→ **RECORDS FOR THE TASK**:
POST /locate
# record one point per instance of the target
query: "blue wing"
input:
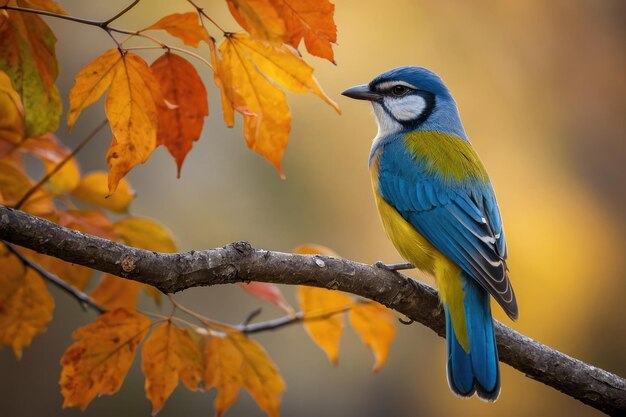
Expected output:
(460, 218)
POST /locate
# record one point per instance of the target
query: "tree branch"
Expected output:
(240, 262)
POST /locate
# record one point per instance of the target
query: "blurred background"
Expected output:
(541, 87)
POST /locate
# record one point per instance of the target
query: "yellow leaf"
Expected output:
(169, 354)
(236, 361)
(91, 82)
(93, 189)
(145, 234)
(12, 127)
(375, 324)
(315, 302)
(98, 361)
(325, 332)
(283, 65)
(312, 20)
(25, 304)
(181, 85)
(113, 292)
(27, 55)
(267, 120)
(260, 18)
(185, 26)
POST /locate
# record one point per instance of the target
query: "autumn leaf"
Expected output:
(12, 128)
(14, 184)
(113, 292)
(375, 324)
(267, 120)
(236, 361)
(245, 65)
(181, 124)
(98, 361)
(47, 5)
(325, 332)
(184, 26)
(25, 304)
(259, 18)
(268, 292)
(93, 189)
(52, 152)
(27, 55)
(312, 20)
(91, 82)
(169, 354)
(282, 65)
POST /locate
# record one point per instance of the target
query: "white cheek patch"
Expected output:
(405, 108)
(386, 124)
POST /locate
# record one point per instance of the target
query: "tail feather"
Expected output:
(476, 370)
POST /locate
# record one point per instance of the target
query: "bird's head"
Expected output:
(404, 98)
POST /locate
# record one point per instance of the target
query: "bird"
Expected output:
(439, 209)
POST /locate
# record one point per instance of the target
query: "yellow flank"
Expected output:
(416, 249)
(448, 155)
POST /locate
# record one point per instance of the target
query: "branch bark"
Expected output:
(240, 262)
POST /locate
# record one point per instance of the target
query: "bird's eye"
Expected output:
(399, 90)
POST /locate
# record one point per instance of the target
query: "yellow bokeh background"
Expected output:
(541, 88)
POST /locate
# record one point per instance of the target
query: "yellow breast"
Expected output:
(416, 249)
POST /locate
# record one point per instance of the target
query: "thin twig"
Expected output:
(201, 11)
(60, 165)
(82, 298)
(120, 14)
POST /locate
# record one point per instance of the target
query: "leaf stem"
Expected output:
(201, 11)
(82, 298)
(60, 165)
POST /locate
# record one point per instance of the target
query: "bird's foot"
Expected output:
(394, 267)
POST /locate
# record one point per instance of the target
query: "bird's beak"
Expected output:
(361, 92)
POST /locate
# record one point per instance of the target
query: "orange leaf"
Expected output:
(375, 324)
(268, 292)
(282, 65)
(12, 128)
(27, 55)
(145, 234)
(25, 304)
(131, 108)
(236, 361)
(259, 18)
(47, 5)
(91, 82)
(14, 184)
(93, 189)
(315, 302)
(52, 152)
(267, 120)
(181, 85)
(325, 332)
(313, 20)
(98, 361)
(169, 354)
(113, 292)
(185, 26)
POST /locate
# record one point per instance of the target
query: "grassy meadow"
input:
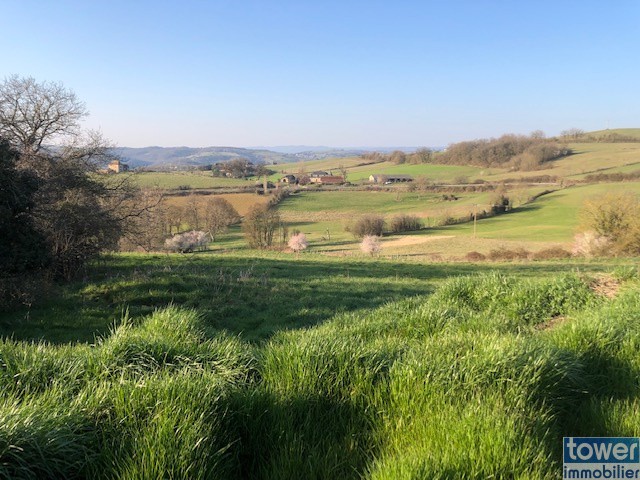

→ **DIRECTION**:
Pick out every line of the records above that contains the word "leaf", and copy each of those lines in full.

→ **IN RESPONSE**:
query: "yellow leaf"
query: "autumn leaf"
query: "leaf stem"
query: "orange leaf"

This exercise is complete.